- Material for this task -

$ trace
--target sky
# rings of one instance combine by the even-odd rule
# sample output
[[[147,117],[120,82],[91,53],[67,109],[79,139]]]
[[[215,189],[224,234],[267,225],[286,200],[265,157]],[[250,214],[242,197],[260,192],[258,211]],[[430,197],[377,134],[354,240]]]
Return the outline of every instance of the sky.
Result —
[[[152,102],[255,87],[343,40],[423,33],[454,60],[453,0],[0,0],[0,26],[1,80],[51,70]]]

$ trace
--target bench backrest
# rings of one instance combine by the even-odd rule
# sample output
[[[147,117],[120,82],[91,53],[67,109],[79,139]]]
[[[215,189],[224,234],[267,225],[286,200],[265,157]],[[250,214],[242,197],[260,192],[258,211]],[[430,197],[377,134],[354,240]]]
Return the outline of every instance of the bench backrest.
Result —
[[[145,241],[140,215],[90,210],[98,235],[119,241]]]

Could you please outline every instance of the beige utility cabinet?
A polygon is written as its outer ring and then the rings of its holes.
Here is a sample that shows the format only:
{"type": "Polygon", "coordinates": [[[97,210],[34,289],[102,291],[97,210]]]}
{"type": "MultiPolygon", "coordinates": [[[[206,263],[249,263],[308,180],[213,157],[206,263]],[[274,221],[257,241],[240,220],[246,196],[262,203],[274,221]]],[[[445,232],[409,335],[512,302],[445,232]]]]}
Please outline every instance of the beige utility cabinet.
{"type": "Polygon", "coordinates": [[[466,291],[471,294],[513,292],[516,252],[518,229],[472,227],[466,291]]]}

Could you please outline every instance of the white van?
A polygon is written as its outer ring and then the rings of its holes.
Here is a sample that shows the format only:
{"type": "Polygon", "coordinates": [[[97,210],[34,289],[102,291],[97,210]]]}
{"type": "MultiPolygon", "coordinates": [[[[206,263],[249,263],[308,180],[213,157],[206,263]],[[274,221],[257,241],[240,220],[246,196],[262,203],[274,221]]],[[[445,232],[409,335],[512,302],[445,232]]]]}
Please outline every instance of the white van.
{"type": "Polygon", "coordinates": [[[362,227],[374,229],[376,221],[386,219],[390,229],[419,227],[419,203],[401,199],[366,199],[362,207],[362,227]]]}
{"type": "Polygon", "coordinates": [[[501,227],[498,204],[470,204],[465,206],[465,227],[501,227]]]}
* * *
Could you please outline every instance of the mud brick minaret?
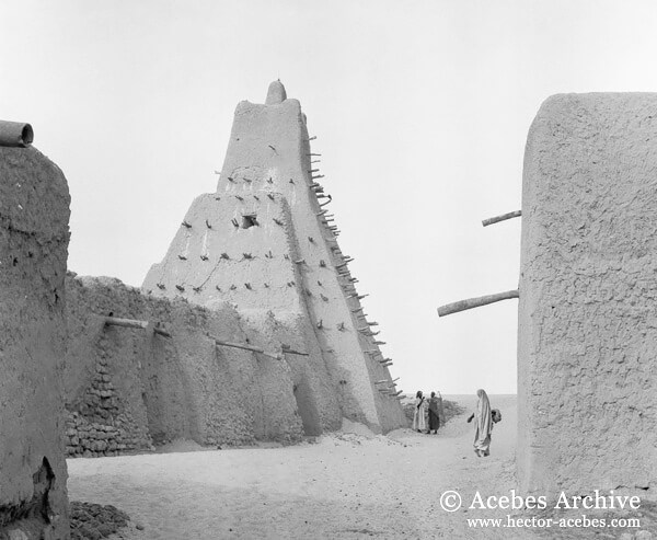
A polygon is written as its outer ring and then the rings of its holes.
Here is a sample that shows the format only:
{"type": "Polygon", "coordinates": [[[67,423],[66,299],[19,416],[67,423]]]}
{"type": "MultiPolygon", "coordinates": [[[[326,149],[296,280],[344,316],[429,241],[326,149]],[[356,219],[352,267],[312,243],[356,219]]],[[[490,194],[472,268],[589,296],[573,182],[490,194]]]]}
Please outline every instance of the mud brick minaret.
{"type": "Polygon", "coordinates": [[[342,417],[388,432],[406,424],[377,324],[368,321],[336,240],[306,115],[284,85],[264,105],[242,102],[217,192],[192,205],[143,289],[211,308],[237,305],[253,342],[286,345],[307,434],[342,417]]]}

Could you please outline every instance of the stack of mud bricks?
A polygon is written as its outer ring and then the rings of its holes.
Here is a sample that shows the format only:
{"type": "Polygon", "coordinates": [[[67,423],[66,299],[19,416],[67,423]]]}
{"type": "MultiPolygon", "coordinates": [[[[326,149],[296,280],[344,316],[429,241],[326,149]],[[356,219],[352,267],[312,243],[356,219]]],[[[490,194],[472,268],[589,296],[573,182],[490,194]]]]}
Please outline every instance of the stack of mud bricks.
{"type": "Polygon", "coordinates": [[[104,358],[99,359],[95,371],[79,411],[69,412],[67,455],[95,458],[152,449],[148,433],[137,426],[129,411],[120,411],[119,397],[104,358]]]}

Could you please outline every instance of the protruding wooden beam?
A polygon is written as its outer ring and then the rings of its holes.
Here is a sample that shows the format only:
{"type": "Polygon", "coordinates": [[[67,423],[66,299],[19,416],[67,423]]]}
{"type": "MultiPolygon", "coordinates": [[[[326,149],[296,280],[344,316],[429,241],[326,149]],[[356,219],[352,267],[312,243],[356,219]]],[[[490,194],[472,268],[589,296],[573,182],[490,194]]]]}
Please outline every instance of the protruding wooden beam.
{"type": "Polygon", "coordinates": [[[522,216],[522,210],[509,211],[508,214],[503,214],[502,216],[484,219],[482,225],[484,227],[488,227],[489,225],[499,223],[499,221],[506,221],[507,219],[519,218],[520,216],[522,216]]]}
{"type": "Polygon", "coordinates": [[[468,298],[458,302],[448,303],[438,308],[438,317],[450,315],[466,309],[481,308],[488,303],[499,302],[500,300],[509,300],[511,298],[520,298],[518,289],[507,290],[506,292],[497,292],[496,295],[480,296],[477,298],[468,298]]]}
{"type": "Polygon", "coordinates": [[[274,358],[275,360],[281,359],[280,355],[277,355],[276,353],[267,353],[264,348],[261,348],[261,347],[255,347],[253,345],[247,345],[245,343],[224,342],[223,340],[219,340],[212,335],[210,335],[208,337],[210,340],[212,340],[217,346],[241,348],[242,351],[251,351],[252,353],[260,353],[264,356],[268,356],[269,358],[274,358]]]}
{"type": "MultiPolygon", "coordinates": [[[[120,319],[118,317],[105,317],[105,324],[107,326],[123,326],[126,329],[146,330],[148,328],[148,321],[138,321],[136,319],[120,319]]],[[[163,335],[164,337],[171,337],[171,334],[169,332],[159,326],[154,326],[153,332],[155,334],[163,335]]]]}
==
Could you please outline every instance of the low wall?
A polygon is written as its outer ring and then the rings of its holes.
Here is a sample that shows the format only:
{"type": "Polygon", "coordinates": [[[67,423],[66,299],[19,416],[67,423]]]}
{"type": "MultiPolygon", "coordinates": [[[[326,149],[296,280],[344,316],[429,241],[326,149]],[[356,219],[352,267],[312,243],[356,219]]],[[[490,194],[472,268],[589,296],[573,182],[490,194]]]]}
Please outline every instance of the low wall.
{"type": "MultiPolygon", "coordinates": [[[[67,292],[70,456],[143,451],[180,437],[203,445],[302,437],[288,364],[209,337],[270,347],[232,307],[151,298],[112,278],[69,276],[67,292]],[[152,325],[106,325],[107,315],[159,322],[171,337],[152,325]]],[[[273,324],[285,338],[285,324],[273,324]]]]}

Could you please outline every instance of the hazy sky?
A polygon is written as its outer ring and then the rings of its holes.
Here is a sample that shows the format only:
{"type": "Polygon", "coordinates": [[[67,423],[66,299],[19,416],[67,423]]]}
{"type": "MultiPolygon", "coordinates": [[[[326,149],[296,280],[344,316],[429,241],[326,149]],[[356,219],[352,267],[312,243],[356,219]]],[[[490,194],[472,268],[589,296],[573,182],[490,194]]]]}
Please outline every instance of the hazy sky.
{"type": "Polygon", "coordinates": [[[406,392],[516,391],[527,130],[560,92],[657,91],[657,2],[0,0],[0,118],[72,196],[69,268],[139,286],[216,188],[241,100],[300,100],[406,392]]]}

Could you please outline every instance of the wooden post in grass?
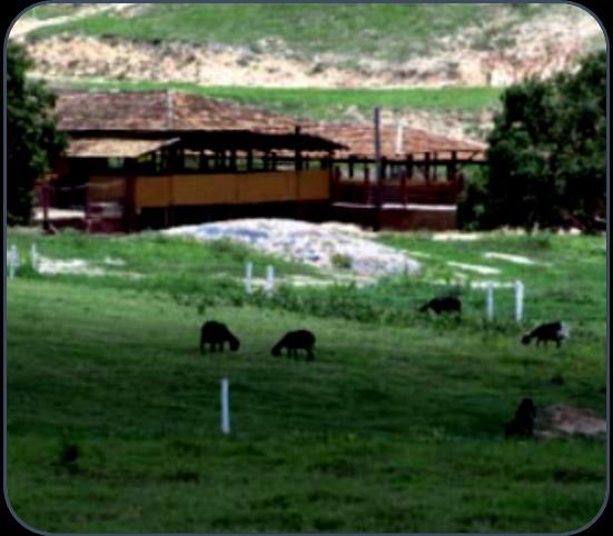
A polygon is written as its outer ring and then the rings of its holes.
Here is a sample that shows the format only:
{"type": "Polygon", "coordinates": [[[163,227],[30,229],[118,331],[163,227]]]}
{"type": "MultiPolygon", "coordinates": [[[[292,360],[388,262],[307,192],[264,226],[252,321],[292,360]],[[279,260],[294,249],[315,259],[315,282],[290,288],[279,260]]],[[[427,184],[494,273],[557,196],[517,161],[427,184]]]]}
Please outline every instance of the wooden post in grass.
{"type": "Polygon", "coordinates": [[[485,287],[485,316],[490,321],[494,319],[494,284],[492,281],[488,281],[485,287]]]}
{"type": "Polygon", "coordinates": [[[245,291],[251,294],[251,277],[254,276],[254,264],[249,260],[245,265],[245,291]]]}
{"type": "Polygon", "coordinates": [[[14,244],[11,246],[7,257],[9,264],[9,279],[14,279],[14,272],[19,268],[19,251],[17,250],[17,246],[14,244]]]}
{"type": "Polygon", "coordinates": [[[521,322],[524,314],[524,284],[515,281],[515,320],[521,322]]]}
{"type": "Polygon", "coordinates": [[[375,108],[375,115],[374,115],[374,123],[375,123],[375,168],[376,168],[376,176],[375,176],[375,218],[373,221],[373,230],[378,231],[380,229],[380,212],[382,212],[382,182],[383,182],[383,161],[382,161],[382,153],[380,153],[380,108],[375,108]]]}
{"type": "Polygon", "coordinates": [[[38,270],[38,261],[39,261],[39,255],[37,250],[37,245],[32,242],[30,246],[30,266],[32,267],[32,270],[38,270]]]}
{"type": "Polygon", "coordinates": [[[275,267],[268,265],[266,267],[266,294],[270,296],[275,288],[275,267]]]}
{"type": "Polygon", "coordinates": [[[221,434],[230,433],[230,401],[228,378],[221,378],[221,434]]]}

- To be done -
Please rewrite the lines from the one with "Could you please outline every instance of the low" up to and including the one with "Please outline every instance of the low wall.", swapping "low wall" for "stone wall" and leaving everything else unchanged.

- Response -
Could you please outline every instance of the stone wall?
A polygon is written as its outer ring and then the rings of its holes.
Here is a sample that shows the format only:
{"type": "Polygon", "coordinates": [[[67,423],[66,299],[19,416],[67,423]]]}
{"type": "MultiPolygon", "coordinates": [[[[326,149],[296,280],[344,316],[429,241],[326,149]],[[356,219],[352,267],[312,243],[356,219]]],[[[490,194],[472,268],[589,296],[573,182],[490,194]]]]}
Please outline every instance of the stone wall.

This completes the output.